By integrating pneumatics technologies, consumer packaged goods companies can reduce their carbon — and equipment — footprint.
Contributed by Mark Densley, Director Business Development Factory Automation, Emerson
Customer demand, as well as a sense of environmental responsibility, is driving consumer packaged goods (CPG) companies to drastically reduce their carbon footprint. While many companies seek ways to make their packaging material more sustainable, they can also save a significant amount of energy by monitoring pneumatic components in their packaging lines.
Cost-effective and compact, pneumatics has been a steadfast technology in the consumer products market for years, playing a vital role in a wide range of packaging systems. However, they are now go-to components for even more reasons: These proven solutions have valuable capabilities as well as comprehensive, actionable data that can optimize energy use, improve overall equipment efficiency and maximize performance.
Here are two ways in which CPG companies can integrate pneumatics into packaging lines to reduce their carbon footprint and deliver a more compact, greener packaging line.
Compressed air is used to help operate equipment and power processes throughout packaging lines, including bottle production. While its prevalence can mean a high potential for energy loss, the right tools can turn it into a valuable opportunity for energy savings.
Not long ago, there was no reliable way to evaluate compressed air consumption. The digital transformation of pneumatics has changed that. Today’s smart pneumatic devices provide a more complete picture of pneumatic system performance as well as actionable insights that give companies the ability to better understand and effectively control the energy use of their packaging lines.
Smart sensors, combined with an edge computing device, can continuously monitor system airflow and capture real-time flow, pressure and actuator speed. When properly analyzed, this data can help detect leaks and optimize compressed airflow, as seen in Figure 1.
Using the edge analytics, operators can see the relationship between air pressure, flow and the speed of the actuator more clearly. By better understanding the true nature of this relationship, operators can determine the optimal consumption point of compressed air for their packaging processes.
If the analyzed incoming pressure is higher than a process requires, and more compressed air is being used than needed, operators can reduce the pressure and modulate airflow while maintaining the same cylinder cycle time. By optimizing the amount of compressed air to meet operational requirements without affecting production, companies can minimize energy use.

Exercise data =>
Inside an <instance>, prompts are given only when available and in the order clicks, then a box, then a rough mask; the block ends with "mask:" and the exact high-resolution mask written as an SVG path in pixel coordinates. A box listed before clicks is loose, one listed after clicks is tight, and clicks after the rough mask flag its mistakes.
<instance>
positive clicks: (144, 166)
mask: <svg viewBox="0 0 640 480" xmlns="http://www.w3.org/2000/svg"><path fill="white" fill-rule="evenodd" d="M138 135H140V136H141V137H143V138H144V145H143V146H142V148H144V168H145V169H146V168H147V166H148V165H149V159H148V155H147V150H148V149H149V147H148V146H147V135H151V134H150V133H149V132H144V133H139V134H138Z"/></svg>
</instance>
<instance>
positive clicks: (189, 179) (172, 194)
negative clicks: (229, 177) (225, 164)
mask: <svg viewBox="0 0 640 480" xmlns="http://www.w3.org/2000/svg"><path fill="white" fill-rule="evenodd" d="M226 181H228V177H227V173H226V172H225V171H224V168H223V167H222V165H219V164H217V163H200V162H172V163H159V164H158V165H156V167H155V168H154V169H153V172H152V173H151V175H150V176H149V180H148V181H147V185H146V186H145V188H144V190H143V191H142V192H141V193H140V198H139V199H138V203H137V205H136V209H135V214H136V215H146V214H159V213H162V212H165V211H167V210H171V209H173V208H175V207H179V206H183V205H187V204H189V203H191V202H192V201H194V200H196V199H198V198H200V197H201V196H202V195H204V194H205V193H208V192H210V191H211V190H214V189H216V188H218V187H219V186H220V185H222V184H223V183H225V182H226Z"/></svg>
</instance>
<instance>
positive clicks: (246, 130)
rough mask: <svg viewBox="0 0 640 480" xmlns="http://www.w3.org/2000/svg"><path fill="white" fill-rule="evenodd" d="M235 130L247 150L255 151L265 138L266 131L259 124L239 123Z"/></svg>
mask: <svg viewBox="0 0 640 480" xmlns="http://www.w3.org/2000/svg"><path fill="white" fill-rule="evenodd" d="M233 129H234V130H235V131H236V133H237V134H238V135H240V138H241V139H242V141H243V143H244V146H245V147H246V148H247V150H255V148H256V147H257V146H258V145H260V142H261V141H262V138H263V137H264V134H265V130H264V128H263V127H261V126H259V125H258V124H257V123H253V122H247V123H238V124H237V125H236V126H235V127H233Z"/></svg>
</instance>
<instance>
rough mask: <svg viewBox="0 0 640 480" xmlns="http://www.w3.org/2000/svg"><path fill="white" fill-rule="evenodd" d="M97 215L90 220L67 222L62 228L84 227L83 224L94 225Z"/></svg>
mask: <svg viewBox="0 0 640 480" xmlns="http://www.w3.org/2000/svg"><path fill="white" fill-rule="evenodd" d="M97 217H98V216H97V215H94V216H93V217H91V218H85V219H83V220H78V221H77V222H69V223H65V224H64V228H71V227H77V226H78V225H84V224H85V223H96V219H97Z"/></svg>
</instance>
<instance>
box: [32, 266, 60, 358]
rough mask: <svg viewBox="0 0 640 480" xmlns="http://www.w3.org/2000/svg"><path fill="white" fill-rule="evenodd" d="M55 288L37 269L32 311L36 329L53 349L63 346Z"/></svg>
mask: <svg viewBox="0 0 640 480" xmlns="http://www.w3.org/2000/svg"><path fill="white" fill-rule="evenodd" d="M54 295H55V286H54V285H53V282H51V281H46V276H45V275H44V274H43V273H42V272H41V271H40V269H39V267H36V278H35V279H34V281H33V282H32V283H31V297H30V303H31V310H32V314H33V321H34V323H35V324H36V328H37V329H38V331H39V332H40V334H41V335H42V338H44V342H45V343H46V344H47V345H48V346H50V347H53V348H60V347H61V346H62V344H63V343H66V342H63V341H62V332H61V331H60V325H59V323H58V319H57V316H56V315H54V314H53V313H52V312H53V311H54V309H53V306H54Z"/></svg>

Directions => Transcribe the passage of the pneumatics text from "Cost-effective and compact, pneumatics" up to and including "for energy savings.".

Task solution =>
Cost-effective and compact, pneumatics has been a steadfast technology in the consumer products market for years, playing a vital role in a wide range of packaging systems. However, they are now go-to components for even more reasons: These proven solutions have valuable capabilities as well as comprehensive, actionable data that can optimize energy use, improve overall equipment efficiency and maximize performance.
Here are two ways in which CPG companies can integrate pneumatics into packaging lines to reduce their carbon footprint and deliver a more compact, greener packaging line.
Compressed air is used to help operate equipment and power processes throughout packaging lines, including bottle production. While its prevalence can mean a high potential for energy loss, the right tools can turn it into a valuable opportunity for energy savings.